_Provided text_
%%
Mark Twain is supposed to have said that "history may not repeat itself, but it rhymes." This zinger certainly sounds like Mark Twain, but there's no firm evidence that the great humorist and stump philosopher actually said it. However, the "snapper" has inspired one of my personal laws of coincidence: life rhymes.
Here's a small example. Some months ago I received an email request for an interview from a schoolgirl called Kelsey, whose teacher had approved a project on dreams for which she would interview a leading author of the subject. I was glad to oblige, and recently I posted part of our dialogue at this blog (see "The Kelsey Interview", Jan 7).
Yesterday I received a second email request for an interview from Kelsey. I though it was odd she did not mention our previous interview, and wondered whether my response had gone missing in cyber-space. I noticed that the new set of questions had a fairly hard-nosed scientific bent and assumed her teacher must have pushed her in this direction. I like to help kids with projects, and I want to help make dreamig and dream studies a part of every school curriculum, so I started filling in responses.
Then I paused to re-read the new email from Kelsey. She told me she was a high school senior in California. Wait a minute - wasn't Kelsey an eighth-grader last time she wrote? Even with dream-assisted accelerated learning, she couldn't have jumped several grades in the same number of months.
%%
_Descriptions of regions in natural language_
%%
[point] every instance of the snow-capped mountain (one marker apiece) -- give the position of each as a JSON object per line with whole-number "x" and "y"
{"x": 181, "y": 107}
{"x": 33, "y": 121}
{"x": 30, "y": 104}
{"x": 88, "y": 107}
%%
_Exercise_
Please state what grade Kelsey said she was in when she sent her second email request in the blog post.

_Your solution_
She said she was a high school senior in California.